DATA TO USE =
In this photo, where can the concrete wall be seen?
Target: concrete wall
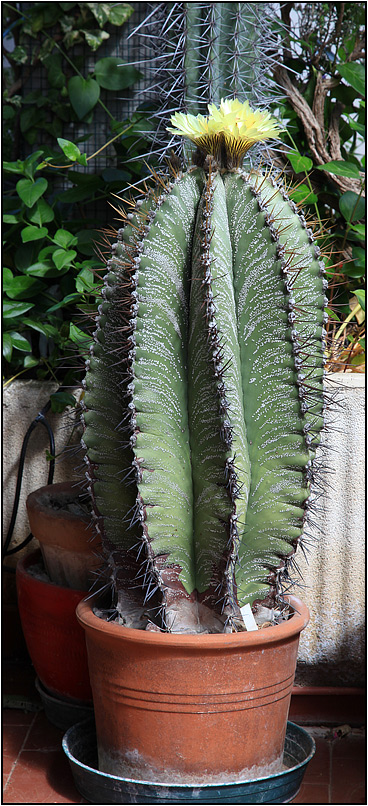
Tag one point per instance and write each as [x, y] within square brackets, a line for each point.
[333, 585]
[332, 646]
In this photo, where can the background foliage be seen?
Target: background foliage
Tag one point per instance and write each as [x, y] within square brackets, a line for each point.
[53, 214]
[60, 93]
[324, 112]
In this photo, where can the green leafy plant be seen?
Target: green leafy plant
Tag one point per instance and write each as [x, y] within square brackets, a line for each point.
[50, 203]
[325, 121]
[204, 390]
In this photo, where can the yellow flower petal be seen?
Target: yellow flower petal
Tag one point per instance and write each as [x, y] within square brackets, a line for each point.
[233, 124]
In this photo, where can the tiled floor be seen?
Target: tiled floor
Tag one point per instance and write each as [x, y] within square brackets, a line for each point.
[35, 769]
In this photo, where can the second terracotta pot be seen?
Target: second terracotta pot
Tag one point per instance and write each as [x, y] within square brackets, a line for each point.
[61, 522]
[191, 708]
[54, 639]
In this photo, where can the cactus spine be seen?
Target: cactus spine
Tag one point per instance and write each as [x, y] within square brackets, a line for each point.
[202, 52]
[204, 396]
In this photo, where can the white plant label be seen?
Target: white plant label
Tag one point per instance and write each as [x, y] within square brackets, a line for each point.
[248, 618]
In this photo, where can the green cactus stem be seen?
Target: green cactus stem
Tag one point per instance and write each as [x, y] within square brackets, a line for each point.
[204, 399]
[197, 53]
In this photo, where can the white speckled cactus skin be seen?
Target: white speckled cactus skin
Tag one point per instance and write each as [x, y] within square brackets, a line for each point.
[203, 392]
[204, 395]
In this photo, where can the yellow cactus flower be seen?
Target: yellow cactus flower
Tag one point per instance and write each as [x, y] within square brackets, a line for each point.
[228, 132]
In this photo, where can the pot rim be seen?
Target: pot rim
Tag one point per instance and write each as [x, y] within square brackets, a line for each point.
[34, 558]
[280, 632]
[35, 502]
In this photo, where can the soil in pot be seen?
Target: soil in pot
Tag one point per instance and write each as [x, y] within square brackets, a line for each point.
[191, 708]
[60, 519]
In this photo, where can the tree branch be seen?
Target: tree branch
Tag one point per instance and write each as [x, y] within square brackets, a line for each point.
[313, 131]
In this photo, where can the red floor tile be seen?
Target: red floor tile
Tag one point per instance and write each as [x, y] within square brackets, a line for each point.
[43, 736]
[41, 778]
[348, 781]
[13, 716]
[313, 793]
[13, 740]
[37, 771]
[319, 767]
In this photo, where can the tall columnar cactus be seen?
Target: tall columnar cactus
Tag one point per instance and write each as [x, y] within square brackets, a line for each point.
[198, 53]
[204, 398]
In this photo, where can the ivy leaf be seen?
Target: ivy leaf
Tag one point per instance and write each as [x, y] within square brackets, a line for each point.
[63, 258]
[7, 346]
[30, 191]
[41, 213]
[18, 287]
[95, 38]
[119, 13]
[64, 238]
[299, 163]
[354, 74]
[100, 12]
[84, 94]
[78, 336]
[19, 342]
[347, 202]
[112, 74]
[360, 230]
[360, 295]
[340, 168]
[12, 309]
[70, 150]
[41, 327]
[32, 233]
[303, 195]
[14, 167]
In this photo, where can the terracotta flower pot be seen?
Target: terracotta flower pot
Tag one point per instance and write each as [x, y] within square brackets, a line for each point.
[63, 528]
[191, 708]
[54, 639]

DIRECTIVE = Pictures are to be left out; all else in the entries above is to be quoted exactly.

ANSWER BELOW =
In this photo, where can the concrete wall be seen?
Target: concrete wall
Tag one point per instance and write each as [x, y] within square brackets, a line for each point.
[333, 585]
[332, 646]
In this photo, where can the background foliage be seen?
Target: background foliage
Tag one point per instance and write each as [x, y] within square brackets, a line for each point.
[53, 214]
[60, 93]
[324, 112]
In this photo, where can the green leafy plant be seen?
Target: green leafy plant
Tag one point per instance and write each as [x, y] within square brackets, a line for each point.
[50, 203]
[325, 121]
[204, 390]
In this photo, where can the yellow flower petal be seen?
Target: yellow flower petal
Tag one point per instance and write each as [x, y] within square brackets, a line for each point.
[233, 124]
In this photo, where can the tiled floor be seen?
Target: tiled floor
Tag one point per instance and write each as [x, y] within square brackets, a line for each point.
[35, 769]
In this photo, where can the second terracotta pot be seen?
Target: second terracotta pot
Tag one point per instance and write each as [x, y] within square brackets, a line for each point.
[61, 522]
[191, 708]
[54, 639]
In this photo, where can the cactus spine be seen?
Target: cactus spine
Tag one point per instance and write each as [x, y] within square brackets, a line for each point.
[202, 52]
[204, 396]
In this photo, where can the white plant label be seen?
Target: white plant label
Tag one point per instance and write each as [x, y] within square brackets, a line for each point.
[248, 618]
In this photo, where can the green cactus stem be seen?
Target: green cactus stem
Tag one point per instance and write each as [x, y] within square brackets, a line for each point.
[204, 399]
[197, 53]
In this photo, where can the white speckled cactus skin be seen?
Target: white speckled cactus skin
Tag one point per instance and write each as [x, y] within square brackets, a line for each point.
[203, 392]
[204, 395]
In this photo, where can the yellow cactus flower be seen?
Target: yellow cactus flower
Tag one point per instance and write each as [x, y] within square brackets, a line for each point.
[228, 132]
In this photo, where can the pot rim be seen?
Target: pot rim
Tag one point per instance and write each as [x, y] within square brackets, a line for each point.
[34, 558]
[280, 632]
[35, 502]
In this photo, where can the soil in pot be seen?
Target: soil in pot
Tag one point per instance and write each as [x, y] within square brackets, a line for each point.
[191, 708]
[60, 519]
In this photo, where can the tree branch be seen?
Target: tree branch
Tag one point per instance and write each as [x, y] within square brackets, a line for each point.
[313, 131]
In this photo, where can the red floor tile be seen?
Target: red floor tile
Tag one point per instance and write each as [x, y] within square brackets, a line for each point.
[43, 736]
[41, 778]
[348, 781]
[13, 716]
[313, 793]
[13, 740]
[37, 771]
[319, 767]
In this photo, where can the tall columnar cactus be seen?
Target: tall columnar cactus
Tag one point per instance and write each as [x, y] within square brackets, a line for each point.
[198, 53]
[204, 398]
In this photo, where can the ivy leaf be seen?
Target: ivy leaf
Tag one point per instance and write each as [x, y] within square brackets, a line for each point.
[63, 258]
[7, 346]
[30, 191]
[41, 213]
[18, 287]
[95, 38]
[119, 13]
[64, 238]
[299, 163]
[354, 74]
[100, 12]
[84, 94]
[78, 336]
[19, 342]
[347, 202]
[112, 74]
[360, 230]
[360, 295]
[340, 168]
[12, 309]
[70, 150]
[41, 327]
[32, 233]
[303, 195]
[14, 167]
In this photo, where can the terracotta flower pot be seen?
Target: terracotta flower pot
Tag one point per instance and write each as [x, y] within square brackets, a line for each point.
[63, 528]
[191, 708]
[54, 639]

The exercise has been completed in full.